#### What to work on
Provide only the number of lines in the data below that contain the word "select".

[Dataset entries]
# # # # # # #
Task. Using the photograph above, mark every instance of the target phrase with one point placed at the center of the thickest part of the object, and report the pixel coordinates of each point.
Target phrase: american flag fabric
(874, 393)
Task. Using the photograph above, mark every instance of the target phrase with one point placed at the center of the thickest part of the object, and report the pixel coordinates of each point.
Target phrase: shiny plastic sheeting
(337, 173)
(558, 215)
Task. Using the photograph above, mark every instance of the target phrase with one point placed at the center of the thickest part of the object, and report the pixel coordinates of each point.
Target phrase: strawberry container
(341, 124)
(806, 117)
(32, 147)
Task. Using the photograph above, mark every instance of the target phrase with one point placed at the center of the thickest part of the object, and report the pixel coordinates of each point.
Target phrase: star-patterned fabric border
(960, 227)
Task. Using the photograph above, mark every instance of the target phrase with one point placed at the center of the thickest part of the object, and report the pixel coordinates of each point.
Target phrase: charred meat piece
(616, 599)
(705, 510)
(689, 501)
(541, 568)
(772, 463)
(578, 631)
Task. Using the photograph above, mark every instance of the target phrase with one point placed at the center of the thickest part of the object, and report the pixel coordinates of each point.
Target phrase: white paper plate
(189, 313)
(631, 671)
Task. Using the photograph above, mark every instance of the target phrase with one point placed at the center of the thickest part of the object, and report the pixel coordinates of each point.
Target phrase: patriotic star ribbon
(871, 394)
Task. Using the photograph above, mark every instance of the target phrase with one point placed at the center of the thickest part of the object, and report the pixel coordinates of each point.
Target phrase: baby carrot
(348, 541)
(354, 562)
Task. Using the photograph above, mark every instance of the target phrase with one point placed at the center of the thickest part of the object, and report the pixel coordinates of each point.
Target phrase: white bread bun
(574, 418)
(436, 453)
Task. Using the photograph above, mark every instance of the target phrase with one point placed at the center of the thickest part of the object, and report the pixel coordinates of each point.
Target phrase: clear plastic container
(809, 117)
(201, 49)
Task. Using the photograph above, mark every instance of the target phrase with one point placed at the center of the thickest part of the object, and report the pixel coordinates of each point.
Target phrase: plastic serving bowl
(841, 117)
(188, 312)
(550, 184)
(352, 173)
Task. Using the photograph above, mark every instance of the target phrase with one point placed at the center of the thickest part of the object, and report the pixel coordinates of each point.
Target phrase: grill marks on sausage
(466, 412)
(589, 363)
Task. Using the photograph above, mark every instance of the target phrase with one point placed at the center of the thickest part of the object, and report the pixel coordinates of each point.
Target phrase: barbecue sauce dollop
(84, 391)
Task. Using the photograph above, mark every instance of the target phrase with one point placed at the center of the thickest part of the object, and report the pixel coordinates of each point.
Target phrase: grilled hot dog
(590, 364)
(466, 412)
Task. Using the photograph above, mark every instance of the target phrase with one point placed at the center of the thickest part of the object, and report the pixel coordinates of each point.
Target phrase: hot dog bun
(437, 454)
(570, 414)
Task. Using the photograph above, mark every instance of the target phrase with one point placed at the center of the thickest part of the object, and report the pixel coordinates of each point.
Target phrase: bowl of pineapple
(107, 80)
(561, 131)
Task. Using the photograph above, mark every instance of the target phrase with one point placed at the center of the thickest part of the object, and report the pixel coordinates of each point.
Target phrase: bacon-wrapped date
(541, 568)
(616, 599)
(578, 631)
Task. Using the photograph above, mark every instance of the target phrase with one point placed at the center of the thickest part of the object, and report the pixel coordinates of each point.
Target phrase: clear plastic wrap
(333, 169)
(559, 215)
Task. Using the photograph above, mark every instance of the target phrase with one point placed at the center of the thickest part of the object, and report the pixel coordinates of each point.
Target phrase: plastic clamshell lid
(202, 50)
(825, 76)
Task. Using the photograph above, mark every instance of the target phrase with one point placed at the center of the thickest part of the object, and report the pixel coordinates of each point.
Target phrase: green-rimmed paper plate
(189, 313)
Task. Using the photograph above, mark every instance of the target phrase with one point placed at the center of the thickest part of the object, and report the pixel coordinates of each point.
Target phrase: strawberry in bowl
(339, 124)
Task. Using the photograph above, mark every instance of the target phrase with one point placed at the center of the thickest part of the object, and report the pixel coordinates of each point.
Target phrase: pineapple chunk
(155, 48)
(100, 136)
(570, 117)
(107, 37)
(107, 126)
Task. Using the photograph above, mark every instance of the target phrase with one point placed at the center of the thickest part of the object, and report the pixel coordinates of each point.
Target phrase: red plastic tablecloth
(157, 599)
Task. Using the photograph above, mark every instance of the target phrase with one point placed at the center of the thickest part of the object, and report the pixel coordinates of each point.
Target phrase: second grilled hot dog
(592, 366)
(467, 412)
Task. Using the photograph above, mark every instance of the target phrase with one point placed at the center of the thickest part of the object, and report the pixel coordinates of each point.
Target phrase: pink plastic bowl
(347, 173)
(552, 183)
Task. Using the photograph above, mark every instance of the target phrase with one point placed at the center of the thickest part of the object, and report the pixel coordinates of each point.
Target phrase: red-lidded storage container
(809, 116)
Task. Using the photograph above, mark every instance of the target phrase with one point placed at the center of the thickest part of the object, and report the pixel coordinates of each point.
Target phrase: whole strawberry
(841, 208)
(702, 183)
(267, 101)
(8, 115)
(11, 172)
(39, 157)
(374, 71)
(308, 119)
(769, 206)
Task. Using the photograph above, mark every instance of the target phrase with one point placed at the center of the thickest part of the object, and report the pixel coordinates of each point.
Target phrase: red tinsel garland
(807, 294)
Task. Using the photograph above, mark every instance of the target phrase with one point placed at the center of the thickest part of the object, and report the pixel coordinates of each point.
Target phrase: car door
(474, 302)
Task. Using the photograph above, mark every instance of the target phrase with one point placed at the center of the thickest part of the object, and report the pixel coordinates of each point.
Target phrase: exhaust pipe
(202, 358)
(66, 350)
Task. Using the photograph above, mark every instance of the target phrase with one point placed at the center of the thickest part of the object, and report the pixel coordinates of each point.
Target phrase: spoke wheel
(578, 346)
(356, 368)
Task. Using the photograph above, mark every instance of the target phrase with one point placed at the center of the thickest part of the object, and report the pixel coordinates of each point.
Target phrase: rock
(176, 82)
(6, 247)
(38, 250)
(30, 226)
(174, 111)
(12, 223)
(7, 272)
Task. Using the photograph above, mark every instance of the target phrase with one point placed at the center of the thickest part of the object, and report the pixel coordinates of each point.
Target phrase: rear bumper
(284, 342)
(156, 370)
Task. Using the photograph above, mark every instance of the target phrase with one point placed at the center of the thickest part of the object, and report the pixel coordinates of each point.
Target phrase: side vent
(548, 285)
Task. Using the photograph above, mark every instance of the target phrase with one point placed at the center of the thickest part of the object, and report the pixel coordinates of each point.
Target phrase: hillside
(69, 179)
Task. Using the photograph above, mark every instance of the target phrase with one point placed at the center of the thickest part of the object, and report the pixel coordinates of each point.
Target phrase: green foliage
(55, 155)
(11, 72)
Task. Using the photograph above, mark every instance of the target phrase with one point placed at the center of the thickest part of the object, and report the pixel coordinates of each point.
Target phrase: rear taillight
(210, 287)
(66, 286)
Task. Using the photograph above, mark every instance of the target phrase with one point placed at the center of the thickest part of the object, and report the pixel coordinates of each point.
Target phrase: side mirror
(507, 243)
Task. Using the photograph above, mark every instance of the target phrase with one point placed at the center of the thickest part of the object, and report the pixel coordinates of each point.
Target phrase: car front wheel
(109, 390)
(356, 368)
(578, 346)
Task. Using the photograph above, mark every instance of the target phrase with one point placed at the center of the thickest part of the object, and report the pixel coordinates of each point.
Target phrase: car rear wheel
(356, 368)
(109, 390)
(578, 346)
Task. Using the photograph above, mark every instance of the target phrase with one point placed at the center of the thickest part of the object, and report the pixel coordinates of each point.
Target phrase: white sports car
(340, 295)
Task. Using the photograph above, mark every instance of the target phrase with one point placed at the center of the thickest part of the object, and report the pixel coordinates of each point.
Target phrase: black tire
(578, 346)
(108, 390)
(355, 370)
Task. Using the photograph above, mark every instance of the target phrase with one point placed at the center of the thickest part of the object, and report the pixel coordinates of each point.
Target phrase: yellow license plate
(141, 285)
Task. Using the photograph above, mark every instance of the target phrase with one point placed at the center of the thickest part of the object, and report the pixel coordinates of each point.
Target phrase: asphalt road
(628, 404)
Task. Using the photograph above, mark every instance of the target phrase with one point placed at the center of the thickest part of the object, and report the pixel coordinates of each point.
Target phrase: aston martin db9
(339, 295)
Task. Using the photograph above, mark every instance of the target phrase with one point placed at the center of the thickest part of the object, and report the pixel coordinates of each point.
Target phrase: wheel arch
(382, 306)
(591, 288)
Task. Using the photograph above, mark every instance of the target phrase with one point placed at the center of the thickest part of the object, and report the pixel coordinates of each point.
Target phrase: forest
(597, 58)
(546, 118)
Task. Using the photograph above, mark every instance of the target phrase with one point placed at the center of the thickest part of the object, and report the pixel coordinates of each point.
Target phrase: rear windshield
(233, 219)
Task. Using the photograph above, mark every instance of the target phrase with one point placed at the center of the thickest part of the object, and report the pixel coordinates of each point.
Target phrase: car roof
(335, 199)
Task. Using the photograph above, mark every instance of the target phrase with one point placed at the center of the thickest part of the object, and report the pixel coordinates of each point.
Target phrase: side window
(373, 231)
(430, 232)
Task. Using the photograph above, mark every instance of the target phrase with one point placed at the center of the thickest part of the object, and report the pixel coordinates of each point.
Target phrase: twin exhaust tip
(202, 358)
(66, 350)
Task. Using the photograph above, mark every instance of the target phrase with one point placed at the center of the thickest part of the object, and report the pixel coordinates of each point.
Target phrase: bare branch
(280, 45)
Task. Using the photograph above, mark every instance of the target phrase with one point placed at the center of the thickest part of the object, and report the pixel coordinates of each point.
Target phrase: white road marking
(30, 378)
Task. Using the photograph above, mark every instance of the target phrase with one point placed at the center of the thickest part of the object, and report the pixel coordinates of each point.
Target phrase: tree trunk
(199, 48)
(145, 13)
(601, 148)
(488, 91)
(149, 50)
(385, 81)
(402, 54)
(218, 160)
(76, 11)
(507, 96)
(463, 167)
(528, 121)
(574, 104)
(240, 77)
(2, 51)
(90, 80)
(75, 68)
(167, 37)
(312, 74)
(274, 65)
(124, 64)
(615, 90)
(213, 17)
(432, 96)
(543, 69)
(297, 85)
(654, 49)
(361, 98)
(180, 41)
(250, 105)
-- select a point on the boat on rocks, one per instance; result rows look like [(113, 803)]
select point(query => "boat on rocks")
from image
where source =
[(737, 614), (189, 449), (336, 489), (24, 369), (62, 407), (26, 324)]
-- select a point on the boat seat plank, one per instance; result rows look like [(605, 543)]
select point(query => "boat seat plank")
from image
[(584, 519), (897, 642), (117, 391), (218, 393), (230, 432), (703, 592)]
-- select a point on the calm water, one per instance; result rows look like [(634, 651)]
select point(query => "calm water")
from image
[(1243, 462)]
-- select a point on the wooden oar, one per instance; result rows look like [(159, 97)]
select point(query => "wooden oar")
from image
# # # # # # #
#### Written answer
8